>> Start Items

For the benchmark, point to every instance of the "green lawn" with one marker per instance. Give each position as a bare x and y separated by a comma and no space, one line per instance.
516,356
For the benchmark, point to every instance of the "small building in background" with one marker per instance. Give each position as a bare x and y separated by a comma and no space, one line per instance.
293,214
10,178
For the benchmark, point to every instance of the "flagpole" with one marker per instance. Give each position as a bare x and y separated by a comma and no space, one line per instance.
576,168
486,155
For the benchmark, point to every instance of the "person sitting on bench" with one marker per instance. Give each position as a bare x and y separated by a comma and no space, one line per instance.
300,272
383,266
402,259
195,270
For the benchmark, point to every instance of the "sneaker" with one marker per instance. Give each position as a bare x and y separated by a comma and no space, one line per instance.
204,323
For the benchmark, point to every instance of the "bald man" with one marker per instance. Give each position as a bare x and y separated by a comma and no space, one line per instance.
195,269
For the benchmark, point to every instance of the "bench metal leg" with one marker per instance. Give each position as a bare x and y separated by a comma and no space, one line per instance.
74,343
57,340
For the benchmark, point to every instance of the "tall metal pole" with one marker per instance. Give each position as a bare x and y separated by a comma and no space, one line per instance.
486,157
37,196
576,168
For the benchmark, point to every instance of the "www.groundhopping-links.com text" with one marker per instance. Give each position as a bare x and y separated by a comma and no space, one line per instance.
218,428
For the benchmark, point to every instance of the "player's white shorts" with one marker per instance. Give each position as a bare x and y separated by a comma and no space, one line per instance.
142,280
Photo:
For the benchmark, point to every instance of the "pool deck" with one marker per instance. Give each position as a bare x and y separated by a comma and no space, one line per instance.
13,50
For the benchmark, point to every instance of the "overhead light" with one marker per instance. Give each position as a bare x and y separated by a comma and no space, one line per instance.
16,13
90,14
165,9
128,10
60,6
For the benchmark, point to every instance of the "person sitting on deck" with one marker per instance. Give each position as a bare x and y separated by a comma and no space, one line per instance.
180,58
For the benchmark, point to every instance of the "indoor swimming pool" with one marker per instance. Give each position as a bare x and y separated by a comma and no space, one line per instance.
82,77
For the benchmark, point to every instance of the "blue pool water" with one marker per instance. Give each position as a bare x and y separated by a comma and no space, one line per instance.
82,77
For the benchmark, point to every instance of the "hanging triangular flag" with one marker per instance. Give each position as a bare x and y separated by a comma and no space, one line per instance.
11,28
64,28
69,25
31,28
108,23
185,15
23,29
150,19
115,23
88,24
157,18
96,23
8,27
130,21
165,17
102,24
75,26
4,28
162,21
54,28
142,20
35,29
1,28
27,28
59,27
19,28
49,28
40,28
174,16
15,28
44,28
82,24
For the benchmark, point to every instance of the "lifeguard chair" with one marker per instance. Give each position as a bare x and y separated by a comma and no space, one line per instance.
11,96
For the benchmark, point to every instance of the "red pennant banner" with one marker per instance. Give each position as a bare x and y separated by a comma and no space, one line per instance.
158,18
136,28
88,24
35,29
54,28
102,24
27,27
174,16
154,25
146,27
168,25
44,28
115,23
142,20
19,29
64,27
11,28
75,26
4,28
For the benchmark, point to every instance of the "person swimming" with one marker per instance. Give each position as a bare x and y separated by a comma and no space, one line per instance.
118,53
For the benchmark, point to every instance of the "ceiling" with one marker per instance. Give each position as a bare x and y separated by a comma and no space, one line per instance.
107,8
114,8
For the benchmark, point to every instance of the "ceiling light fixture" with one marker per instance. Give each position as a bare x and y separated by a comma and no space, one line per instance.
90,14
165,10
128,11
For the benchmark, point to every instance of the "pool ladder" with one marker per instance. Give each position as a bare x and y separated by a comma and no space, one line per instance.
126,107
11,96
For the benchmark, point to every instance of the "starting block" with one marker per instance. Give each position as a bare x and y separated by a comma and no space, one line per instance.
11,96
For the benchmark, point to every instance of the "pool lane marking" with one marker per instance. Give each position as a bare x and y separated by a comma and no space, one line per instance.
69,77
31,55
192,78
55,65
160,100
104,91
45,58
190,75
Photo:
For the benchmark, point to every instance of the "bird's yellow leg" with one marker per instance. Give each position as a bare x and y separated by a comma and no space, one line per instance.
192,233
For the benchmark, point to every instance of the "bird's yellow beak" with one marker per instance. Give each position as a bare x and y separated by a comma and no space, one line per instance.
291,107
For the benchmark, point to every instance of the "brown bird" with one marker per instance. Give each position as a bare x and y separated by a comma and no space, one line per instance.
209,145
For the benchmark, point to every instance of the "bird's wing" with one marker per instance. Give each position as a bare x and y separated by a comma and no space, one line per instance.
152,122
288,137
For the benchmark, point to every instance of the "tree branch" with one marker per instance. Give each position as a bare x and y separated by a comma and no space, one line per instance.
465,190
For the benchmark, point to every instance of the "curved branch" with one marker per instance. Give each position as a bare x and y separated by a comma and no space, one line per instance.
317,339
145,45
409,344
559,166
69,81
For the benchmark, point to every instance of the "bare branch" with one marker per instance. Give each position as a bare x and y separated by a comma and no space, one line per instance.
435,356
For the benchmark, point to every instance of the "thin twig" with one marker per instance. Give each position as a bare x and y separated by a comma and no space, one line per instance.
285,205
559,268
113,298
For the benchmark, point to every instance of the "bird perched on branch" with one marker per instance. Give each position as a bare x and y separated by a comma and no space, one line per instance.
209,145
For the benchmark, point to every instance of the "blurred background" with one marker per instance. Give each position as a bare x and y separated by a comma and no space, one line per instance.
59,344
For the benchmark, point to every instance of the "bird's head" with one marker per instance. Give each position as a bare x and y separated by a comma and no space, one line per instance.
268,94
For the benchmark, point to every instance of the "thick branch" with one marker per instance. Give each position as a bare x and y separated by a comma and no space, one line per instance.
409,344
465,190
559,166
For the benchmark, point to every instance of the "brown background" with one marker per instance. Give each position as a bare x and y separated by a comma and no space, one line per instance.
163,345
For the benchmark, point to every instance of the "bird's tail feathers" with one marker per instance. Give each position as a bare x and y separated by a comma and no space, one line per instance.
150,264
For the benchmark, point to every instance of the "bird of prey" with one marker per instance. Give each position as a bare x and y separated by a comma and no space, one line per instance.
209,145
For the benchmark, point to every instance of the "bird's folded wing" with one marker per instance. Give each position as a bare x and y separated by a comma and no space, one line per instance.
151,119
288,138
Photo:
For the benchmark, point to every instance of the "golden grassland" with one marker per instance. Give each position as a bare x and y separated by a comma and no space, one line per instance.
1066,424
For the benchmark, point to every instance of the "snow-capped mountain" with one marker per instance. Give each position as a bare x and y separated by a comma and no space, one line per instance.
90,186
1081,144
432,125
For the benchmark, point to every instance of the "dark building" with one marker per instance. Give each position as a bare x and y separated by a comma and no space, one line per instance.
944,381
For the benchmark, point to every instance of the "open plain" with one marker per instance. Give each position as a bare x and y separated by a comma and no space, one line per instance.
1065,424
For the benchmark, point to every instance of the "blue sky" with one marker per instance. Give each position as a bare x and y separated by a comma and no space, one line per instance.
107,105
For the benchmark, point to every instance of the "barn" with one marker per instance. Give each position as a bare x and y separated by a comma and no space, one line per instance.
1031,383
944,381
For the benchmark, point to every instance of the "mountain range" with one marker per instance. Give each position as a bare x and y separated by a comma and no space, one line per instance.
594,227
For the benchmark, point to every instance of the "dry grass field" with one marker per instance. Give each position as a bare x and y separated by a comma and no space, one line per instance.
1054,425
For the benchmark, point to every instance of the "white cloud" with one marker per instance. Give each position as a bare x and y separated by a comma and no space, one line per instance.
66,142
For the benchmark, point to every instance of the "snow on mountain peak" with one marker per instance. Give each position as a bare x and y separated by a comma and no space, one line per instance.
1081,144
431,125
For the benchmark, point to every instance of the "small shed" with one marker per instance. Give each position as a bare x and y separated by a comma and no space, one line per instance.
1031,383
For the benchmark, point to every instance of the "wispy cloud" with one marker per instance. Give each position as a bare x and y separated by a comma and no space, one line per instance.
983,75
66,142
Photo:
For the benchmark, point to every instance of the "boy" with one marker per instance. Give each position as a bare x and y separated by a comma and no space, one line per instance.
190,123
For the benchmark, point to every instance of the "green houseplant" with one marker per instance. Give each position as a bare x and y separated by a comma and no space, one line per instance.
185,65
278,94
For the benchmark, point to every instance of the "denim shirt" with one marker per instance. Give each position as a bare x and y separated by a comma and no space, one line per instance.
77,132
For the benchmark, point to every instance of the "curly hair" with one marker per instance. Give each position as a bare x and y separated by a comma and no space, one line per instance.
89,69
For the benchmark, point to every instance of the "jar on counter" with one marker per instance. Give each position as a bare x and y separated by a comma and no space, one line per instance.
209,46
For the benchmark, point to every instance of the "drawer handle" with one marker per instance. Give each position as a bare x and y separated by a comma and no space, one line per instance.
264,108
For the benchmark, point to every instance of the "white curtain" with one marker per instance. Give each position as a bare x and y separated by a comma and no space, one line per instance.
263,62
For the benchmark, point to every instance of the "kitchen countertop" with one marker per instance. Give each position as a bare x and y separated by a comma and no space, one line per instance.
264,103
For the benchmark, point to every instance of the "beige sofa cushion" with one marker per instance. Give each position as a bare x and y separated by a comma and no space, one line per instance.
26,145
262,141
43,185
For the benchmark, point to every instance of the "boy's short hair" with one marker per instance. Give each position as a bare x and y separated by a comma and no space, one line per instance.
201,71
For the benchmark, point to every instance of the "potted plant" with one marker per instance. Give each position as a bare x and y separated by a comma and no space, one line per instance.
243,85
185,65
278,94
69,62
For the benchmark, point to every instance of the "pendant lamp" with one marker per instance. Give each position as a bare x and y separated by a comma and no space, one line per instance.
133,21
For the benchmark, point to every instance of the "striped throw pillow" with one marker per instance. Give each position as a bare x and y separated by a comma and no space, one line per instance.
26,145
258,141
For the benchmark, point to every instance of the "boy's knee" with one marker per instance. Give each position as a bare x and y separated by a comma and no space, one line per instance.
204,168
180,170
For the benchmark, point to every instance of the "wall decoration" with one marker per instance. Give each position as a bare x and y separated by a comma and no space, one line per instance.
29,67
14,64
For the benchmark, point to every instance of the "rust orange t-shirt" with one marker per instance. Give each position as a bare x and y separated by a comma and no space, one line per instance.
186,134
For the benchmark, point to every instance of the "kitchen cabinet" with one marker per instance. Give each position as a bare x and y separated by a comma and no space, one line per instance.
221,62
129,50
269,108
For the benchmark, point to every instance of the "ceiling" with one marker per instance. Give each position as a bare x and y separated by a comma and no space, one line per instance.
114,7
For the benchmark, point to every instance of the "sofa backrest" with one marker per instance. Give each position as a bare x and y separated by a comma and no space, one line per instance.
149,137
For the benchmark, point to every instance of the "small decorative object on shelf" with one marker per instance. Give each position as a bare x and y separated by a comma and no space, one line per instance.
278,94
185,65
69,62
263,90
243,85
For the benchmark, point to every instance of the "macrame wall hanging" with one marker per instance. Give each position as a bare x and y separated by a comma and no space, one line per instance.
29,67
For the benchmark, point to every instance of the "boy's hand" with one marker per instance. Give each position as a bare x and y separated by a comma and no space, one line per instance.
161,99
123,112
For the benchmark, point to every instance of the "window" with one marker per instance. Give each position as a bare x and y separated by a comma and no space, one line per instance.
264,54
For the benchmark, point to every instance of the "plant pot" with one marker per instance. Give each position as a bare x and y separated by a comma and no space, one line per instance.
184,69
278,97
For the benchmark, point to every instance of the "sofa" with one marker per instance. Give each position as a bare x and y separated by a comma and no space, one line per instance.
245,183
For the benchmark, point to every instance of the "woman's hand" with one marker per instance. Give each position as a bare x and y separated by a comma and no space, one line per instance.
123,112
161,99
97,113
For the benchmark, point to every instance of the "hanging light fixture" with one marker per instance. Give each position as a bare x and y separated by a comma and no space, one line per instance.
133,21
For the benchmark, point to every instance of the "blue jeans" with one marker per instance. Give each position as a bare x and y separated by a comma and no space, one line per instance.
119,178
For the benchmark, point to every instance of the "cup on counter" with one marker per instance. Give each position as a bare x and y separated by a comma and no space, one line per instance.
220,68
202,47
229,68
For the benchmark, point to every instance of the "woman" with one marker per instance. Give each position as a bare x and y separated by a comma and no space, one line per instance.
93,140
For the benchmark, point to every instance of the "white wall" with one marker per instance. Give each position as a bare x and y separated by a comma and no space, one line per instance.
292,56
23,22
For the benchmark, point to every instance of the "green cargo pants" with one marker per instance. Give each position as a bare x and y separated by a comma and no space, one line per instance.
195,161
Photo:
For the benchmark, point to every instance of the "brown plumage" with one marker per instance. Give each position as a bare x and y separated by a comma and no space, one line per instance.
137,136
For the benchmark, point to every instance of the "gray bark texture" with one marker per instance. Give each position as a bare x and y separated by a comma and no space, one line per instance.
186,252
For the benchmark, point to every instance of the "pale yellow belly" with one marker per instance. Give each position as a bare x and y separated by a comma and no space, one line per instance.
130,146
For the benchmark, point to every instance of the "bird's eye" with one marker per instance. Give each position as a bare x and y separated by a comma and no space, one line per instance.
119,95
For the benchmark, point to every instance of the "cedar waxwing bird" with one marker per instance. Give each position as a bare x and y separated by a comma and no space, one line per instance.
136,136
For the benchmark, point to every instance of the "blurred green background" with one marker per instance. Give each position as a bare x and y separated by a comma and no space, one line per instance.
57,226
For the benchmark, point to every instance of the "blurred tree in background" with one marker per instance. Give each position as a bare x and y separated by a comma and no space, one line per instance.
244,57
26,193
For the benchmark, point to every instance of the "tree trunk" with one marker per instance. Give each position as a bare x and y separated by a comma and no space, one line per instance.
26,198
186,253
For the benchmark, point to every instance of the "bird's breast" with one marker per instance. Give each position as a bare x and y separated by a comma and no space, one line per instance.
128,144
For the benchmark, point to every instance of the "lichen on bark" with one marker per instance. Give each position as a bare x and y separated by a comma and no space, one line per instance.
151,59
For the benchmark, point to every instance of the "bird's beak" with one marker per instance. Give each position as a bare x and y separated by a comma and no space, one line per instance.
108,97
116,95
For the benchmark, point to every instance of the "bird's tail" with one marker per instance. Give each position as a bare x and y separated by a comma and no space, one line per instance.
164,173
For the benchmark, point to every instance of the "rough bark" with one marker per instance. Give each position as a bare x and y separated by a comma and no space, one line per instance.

>> End Items

State how many of the lines above contain the string "tail". Reply with the number alone.

2